- Task to complete
Reproduce, word for word, the stretch of the excerpt on Nietzsche and art from "1. Page 151" through "to posit themselves.".

- Extract to read
31. From Ferry, L. Homo aestheticus : The invention of taste in the democratic age, trans. by Robert de Loaiza. Chicago: The University of Chicago Press, 1993:

  1. Page 151 (From chapter on "The Nietzschean moment")
    By opposition to the dialectician, who is the theoretical man (learned man or philosopher) animated always by the will to truth, the artist appears as an aristocratic character. Still living in the predemocratic world of tradition (for example the "great Hellenes" before Socrates), he posits values without discussion, without argument, with authority. The forces he plays with are not reactive: unlike the truth, they don't need to deny other forces to posit themselves.
  2. Page 154-158 (From chapter on "The Nietzschean moment")
    In order to apprehend the presence of "completed metaphysics" in the technologized relation to the world, we have to take into account the practical aspect of the metaphysics of subjectivity. Throughout the modern intensification of the essence of subjectivity as will [to create usable objects], the existent, the totality of being, has tended more and more to have no reality except as object, manipulable by the subject under the aspect of accomplishing ends, uniformly at the disposal of the will [cf. use] whether as instrument or as beings...Kant's reinterpretation of the I think as an I want, and especially his doctrine of the autonomy of the will, were decisive steps towards the technic interpretation of the world that Nietzsche's philosophy makes a theme of. The autonomy of the will, essential link in the process of the technologization of the real would not be separated from the ultimate absolutization of the will save for one mediation, that of the Nietzschean theory of the will to power as the "second to the last state of the will's development". Along the road from Descartes to Nietzsche, reason's becoming and its fate will have consisted in no longer establishing objectives itself, but rather in transforming itself from the objective reason is attempted to be into purely instrumental reason. The will is, in parallel fashion, itself no longer assigned to any end. The mastery over the world no longer aims, as it did with Descartes or the Enlightenment, at emancipating human beings or at obtaining their happiness; it becomes the quest for mastery (or brute force) for the sake of mastery (or brute force). It is thus as a metaphysician that Nietzsche, following a central theme in his aesthetics, conceptualizes art more in terms of the artist, that is, of the creator (of his will) than in terms of the work of art itself. His philosophy of art takes the form of a "physiology", or a theory of the "vital forces" at the beginning of creative activity. Beauty is nothing other than the wisely unifying hierarchized (in the "grand style") expression of life's radical multiplicity. Ultra-individualism, while pursuing the revolutionary values of the individual emancipation from tradition, consecrates innovation as the supreme criterion of the aesthetic judgment, and thus causes the latter to fall into the sphere of historicity.

- Recorded data

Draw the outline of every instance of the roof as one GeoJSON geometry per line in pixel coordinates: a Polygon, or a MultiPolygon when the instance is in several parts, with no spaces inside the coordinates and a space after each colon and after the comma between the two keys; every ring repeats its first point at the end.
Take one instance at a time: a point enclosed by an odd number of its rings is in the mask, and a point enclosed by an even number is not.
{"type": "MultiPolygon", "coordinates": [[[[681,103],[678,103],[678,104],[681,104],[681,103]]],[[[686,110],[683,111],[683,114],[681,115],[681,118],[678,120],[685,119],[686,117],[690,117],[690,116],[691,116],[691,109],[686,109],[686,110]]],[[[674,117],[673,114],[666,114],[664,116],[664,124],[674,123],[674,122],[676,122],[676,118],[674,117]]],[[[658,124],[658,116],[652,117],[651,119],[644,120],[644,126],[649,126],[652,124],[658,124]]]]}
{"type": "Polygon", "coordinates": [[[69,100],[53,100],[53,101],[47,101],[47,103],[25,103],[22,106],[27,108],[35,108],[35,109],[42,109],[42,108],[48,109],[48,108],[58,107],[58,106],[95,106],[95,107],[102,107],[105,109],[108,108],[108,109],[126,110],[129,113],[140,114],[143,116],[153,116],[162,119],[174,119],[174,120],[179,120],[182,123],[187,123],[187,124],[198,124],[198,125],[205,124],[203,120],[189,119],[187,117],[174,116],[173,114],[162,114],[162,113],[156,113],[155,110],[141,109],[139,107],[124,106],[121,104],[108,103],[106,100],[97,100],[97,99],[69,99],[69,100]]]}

- Expected output
1. Page 151 (From chapter on "The Nietzschean moment")
    By opposition to the dialectician, who is the theoretical man (learned man or philosopher) animated always by the will to truth, the artist appears as an aristocratic character. Still living in the predemocratic world of tradition (for example the "great Hellenes" before Socrates), he posits values without discussion, without argument, with authority. The forces he plays with are not reactive: unlike the truth, they don't need to deny other forces to posit themselves.